Redazione*

Uno studio della Direzione Centrale Studi e Ricerche (DCSR) dell’INPS ha messo sotto la lente la relazione tra le attività essenziali, il lockdown e il contenimento della pandemia da COVID-19.

Di fatto, l’unica strategia per limitare l’impatto del virus sulla popolazione è stata una crescente chiusura delle attività produttive e dei servizi non essenziali. Per una veloce cronistoria, il decreto emanato il 9 marzo prevedeva la chiusura di bar, ristoranti e palestre e quello del 23 marzo ha lasciato fuori, consentendole, solo uno stringato manipolo di attività non comprimibili.

Dato che territorialmente la distribuzione delle attività considerate essenziali non è omogenea, la ricerca ha potuto aggregare quelle province che hanno tante attività aperte rispetto ad altre che ne hanno percentualmente meno. Questo per vedere se lo svolgimento di una normale attività lavorativa ha impatto o meno sul contenimento della pandemia.

Lo studio ha interessato 106 province italiane osservate per 58 giorni dall’inizio della pandemia, dal 24 febbraio al 21 Aprile 2020. Le statistiche, opportunamente trattate, mostrano come laddove le attività essenziali rimaste aperte sono significativamente sopra la media nazionale, i contagi sono diminuiti in percentuale inferiore. Più attività aperte, più rischio di contagio. Sembra una questione banale ma altri studi fatti precedentemente come quello dell’Università di Venezia o de “La Voce” dimostravano, al contrario, pur utilizzando dati parziali, che l’apertura delle attività essenziali non incideva significativamente sulla dinamica dei contagi fra i territori.  

In realtà la ricerca dell’INPS evidenzia come prima del lockdown i numeri dei contagi territorio per territorio erano sovrapponibili mentre dopo il blocco le province con più attività essenziali aperte mostravano un dato superiore di contagio o meglio una minore decrescita della pandemia.  

Questo suggerisce che non solo tenere aperte le attività aumenta il rischio di diffusione del virus ma che tale aumento è più pronunciato quando le attività sono molto concentrate sul territorio provinciale.

COSA FARE
a) Ricopia dall'articolo sullo studio INPS il passo che va da "Di fatto, l’unica" fino a "attività non comprimibili." compreso.
b) Nell'articolo sullo studio INPS, quante province italiane sono state osservate e per quanti giorni?
Queste voci non hanno niente a che vedere con l'articolo sullo studio INPS.

Voci da un dataset:
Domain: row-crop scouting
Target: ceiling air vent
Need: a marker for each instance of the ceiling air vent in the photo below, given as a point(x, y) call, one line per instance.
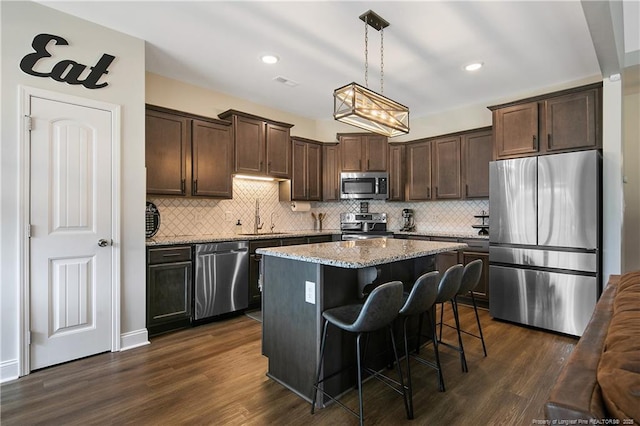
point(286, 81)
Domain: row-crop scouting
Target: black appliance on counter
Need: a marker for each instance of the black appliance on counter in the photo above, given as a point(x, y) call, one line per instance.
point(360, 226)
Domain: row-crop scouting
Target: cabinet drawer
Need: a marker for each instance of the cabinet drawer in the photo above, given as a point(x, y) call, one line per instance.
point(169, 254)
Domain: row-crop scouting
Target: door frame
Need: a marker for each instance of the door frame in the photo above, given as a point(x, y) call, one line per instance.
point(24, 186)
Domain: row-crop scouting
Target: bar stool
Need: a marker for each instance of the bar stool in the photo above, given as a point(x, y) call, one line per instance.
point(470, 278)
point(447, 291)
point(378, 311)
point(420, 301)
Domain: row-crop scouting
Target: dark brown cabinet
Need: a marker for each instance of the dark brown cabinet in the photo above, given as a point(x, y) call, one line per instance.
point(167, 152)
point(169, 272)
point(419, 171)
point(396, 172)
point(446, 168)
point(212, 153)
point(188, 155)
point(563, 121)
point(306, 180)
point(477, 153)
point(330, 172)
point(262, 146)
point(363, 152)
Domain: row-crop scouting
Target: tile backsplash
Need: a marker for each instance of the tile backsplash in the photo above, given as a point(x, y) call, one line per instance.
point(194, 216)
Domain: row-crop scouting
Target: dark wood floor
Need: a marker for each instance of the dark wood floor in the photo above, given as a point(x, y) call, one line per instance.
point(214, 374)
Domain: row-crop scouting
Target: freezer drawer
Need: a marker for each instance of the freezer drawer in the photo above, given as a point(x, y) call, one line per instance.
point(549, 300)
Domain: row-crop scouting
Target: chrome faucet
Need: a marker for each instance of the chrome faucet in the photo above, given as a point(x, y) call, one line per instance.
point(257, 226)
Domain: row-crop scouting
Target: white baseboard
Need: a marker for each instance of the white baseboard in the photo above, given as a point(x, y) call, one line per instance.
point(9, 370)
point(134, 339)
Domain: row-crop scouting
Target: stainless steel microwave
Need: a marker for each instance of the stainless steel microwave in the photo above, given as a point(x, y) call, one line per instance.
point(364, 186)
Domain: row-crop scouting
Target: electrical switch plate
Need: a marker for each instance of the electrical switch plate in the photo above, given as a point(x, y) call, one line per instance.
point(310, 292)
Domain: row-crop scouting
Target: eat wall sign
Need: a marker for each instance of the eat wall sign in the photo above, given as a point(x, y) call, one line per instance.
point(66, 70)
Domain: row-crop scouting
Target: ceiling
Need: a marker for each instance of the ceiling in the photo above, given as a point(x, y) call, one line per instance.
point(526, 46)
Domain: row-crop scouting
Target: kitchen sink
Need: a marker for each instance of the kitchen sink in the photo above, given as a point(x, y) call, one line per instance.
point(262, 233)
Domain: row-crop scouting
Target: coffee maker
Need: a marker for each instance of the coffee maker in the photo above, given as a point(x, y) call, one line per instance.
point(407, 218)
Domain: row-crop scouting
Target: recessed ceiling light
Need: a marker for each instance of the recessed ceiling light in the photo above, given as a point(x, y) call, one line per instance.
point(474, 66)
point(269, 59)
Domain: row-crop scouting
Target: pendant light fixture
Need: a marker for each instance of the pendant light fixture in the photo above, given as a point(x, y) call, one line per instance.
point(361, 107)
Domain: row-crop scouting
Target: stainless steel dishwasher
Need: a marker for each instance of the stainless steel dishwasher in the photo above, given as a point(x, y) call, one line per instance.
point(222, 278)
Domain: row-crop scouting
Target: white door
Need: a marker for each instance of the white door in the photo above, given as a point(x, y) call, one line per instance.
point(71, 231)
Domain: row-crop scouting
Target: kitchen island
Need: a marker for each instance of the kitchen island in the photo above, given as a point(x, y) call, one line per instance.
point(300, 282)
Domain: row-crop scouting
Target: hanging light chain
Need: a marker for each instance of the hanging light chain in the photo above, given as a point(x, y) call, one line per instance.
point(381, 60)
point(366, 52)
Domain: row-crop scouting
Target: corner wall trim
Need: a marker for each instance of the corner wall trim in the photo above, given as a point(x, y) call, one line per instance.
point(134, 339)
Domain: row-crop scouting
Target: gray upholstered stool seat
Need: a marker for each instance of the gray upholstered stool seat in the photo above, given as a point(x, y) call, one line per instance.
point(470, 278)
point(378, 311)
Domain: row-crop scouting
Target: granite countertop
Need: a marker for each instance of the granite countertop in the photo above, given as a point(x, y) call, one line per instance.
point(361, 253)
point(228, 236)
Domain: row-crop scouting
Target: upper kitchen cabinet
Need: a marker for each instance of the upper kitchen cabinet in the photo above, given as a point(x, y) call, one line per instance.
point(306, 179)
point(188, 155)
point(212, 148)
point(446, 167)
point(331, 172)
point(363, 152)
point(396, 172)
point(418, 170)
point(167, 152)
point(568, 120)
point(262, 146)
point(477, 152)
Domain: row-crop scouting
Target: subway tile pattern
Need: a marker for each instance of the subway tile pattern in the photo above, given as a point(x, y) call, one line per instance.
point(193, 216)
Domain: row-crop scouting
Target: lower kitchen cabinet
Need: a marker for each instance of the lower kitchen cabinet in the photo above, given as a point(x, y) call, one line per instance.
point(169, 286)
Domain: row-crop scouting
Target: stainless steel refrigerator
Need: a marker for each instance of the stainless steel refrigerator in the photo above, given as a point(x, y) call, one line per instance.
point(544, 240)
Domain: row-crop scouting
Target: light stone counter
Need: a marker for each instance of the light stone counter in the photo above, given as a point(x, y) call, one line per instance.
point(361, 253)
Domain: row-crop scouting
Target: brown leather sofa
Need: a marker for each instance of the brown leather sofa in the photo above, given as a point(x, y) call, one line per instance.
point(600, 384)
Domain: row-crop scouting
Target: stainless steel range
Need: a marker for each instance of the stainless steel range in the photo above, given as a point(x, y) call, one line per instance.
point(360, 226)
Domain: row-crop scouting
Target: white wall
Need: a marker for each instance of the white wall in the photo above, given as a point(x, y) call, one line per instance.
point(21, 21)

LE SOLUZIONI
a)
Di fatto, l’unica strategia per limitare l’impatto del virus sulla popolazione è stata una crescente chiusura delle attività produttive e dei servizi non essenziali. Per una veloce cronistoria, il decreto emanato il 9 marzo prevedeva la chiusura di bar, ristoranti e palestre e quello del 23 marzo ha lasciato fuori, consentendole, solo uno stringato manipolo di attività non comprimibili.

b) 106 province, per 58 giorni.